## START
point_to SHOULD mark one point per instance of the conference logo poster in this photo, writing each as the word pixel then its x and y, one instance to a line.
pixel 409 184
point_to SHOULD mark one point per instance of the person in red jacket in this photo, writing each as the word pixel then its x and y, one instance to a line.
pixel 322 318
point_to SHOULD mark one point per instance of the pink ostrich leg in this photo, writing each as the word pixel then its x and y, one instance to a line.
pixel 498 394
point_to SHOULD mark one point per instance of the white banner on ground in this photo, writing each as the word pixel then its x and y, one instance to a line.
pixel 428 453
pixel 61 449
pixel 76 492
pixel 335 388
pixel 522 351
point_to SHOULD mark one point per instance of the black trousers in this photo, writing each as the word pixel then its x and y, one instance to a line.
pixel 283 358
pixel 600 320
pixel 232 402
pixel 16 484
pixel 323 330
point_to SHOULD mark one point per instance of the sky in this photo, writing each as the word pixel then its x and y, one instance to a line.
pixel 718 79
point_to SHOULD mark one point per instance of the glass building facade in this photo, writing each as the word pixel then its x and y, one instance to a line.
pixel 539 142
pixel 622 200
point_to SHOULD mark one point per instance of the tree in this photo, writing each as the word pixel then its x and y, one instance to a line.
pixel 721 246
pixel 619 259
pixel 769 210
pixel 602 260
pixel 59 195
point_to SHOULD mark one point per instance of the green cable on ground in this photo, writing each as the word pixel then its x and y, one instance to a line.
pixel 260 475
## END
(Task) Rewrite all of the items above, replacing every "instance" with "occurrence" and leaving everything else unchanged.

(Exercise output)
point_to SHOULD mark one point per occurrence of the conference logo poster in this photo, writing each as the word pixel then its x and y, one occurrence to a line.
pixel 409 184
point_to SHOULD mark one point per occurrence of the person in red jacket in this photo, writing each as the word pixel then its x and y, one occurrence to a line.
pixel 322 318
point_to SHOULD mark one point per occurrence of the pink ostrich leg in this photo, writing each as the word pixel then its x and y, one occurrence to a line.
pixel 498 394
point_to SHOULD mark one point per occurrence of the white banner on ground in this photo, writing each as the word pixel then its x and y, one occurrence to a line.
pixel 428 453
pixel 61 449
pixel 76 492
pixel 335 388
pixel 522 351
point_to SHOULD mark one point per occurrence of the black trousers in this photo, writing each as the word pixel then its x and y, one occurrence to a line.
pixel 283 358
pixel 600 320
pixel 232 402
pixel 16 484
pixel 323 330
point_to SHOULD mark one point per occurrence of the sky in this photo, writing each as the word pixel then its x and y, one occurrence to a line.
pixel 718 79
point_to SHOULD mark one point per occurrence of the glass building facade in this photo, writing each as the word pixel then its x and y, one occurrence to a line.
pixel 539 142
pixel 622 200
point_to SHOULD mark one point per occurrence of the tree in this photo, writing each as the word pixel then its x and y, one occurrence to a line.
pixel 721 246
pixel 619 259
pixel 769 210
pixel 602 260
pixel 59 195
point_to SHOULD mark one point per occurrence of the green cable on ground in this photo, writing each as the word pixel then its x and y, one occurrence to a line.
pixel 260 475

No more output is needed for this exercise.